Extracted text
┏━━

Joint Replacement


Joint Replacement

A total knee replacement is a complex procedure that requires an orthopaedic surgeon to make precise measurements and skillfully remove the diseased portions of your bone, in order to shape the remaining bone to accommodate the knee implant. During the procedure, the surgeon builds the artificial knee inside your leg, one component at a time, to create a highly realistic artificial joint.

Knee joint replacement is surgery to replace a damaged or diseased knee joint with an artificial joint, or prosthesis. The goal is to improve the mobility and function of the knee joint and reduce pain.

Q> Who is a candidate for a total knee replacement procedure?

Knee joint replacement may be used for long-standing knee pain or arthritis that has not responded to treatment with medication. It may also be used when arthritis causes the knee to function poorly, or for some knee fractures. The procedure of total knee replacement is used for people who have a great deal of knee pain. This pain is so severe that the person cannot work, has trouble sleeping, and cannot walk more than 3 blocks. Most people who have a knee joint replacement are over the age of 55, but it can be done for anyone.

Q> How is the procedure performed?

Knee replacement is performed under general anesthesia or regional anesthesia. General anesthesia means the person is put to sleep with medications. Regional anesthesia means the person will be awake, but numb below the waist. A drug may be given to make the person drowsy. The ends of the thighbone, or femur, and the shinbone, or tibia, are removed. The underside of the kneecap, or patella, may also be removed. The new knee consists of a metal shell on the end of the femur and a metal and plastic piece on the tibia. If needed, there is also a plastic button in the kneecap. The surgery itself takes about 2 hours. In many cases people donate 2 units of their own blood in the weeks before surgery to be used during or shortly after the operation.

Preparation & Expectations

Q> What happens right after the procedure?

After the surgery, the person will be taken to the surgery recovery room to be watched closely for a short time. Vital signs, blood pressure, pulse, and breathing will be checked frequently. Close attention will be paid to the circulation and sensation in the legs and feet. The person will receive intravenous fluids to replace those lost during surgery. There may be a tube near the incision to drain fluid. There may also be a catheter to drain the urine until the person is able to use the bathroom. Pain medication will be available.

┗━━

Information provided
┏━━

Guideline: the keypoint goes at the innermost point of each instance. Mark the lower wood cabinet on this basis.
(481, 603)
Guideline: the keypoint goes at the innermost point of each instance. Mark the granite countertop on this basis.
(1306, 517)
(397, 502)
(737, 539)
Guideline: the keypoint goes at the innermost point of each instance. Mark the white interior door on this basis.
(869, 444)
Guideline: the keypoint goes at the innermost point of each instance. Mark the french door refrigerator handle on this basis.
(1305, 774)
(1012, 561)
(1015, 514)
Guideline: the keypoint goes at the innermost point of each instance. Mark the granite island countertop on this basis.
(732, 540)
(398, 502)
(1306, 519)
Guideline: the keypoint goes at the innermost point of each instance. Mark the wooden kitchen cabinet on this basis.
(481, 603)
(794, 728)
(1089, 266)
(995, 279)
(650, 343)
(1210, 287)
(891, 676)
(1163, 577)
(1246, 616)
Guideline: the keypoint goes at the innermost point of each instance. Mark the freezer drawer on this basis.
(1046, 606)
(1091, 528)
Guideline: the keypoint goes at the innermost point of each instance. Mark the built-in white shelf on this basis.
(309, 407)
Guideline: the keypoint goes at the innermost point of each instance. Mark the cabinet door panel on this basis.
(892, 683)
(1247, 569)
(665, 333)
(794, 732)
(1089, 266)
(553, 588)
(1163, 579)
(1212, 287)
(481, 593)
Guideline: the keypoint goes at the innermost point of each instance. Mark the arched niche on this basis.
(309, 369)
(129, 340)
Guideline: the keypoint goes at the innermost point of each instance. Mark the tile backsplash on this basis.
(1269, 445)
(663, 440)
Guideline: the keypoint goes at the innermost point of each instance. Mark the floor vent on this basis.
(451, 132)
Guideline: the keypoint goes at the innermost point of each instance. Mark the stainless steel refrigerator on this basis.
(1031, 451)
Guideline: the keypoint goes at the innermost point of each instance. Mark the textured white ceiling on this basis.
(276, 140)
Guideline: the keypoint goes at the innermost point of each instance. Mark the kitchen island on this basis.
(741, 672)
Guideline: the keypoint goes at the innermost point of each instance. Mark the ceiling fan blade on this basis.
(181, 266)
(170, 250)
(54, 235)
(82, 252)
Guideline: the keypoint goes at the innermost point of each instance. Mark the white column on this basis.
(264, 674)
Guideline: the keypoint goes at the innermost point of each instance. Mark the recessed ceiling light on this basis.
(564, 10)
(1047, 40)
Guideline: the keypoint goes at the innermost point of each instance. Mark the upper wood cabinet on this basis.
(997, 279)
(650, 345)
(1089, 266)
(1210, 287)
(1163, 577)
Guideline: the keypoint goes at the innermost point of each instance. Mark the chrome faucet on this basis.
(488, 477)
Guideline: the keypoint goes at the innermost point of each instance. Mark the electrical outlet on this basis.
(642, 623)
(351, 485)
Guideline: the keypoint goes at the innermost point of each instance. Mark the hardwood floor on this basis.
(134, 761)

┗━━

Parts of the exercise
(a) Answer these questions from the knee replacement text:
(i) How long does the surgery itself take?
(ii) Most people who have a knee joint replacement are over what age?
(iii) What does regional anesthesia mean for the person?
(b) Resume the knee replacement text from where it ends.

Exercise results
(a)
(i) About 2 hours.
(ii) 55.
(iii) The person will be awake but numb below the waist.

(b)
A continuous passive motion machine or CPM, is often applied to the leg after surgery. This is used to gently bend and straighten the knee. That way, the range of motion is increased, and there is not as much stiffness.

While in the hospital the person will have physical therapy to learn exercises to strengthen the knee. The person will start bearing weight on the knee, using a walker, the first day after surgery. He or she will also be taught how to use crutches and how to climb stairs at home. Most people are discharged from the hospital 4 to 6 days after the operation.

Home Care and Complications

Q> What happens later at home?

By the time the person is ready to go home, he or she should be able to get around with a walker. People use a walker for 1 to 2 weeks, then use crutches, and then a cane. No walking aids are needed after 3 weeks to 2 months. Physical therapy may be continued after leaving the hospital.

Sometimes people need to go to a rehabilitation center after the knee replacement. There they can gain the independence they need to be able to get around at home. Recovery from knee joint replacement usually takes from 3 to 6 months.

About 90% of artificial knee joint replacement last for 10 years, and 80% last for 20 years. This often depends on the person’s activity level.

Q> What are the potential complications after the procedure?

There are complications with any surgery or anesthesia. These include bleeding, infection, and reactions to the anesthesia drugs. Other possible complications are urinary tract infections and blood clots in the leg or the lung. To prevent infection in the future, people will need to take antibiotics beforehand whenever they have any dental work done.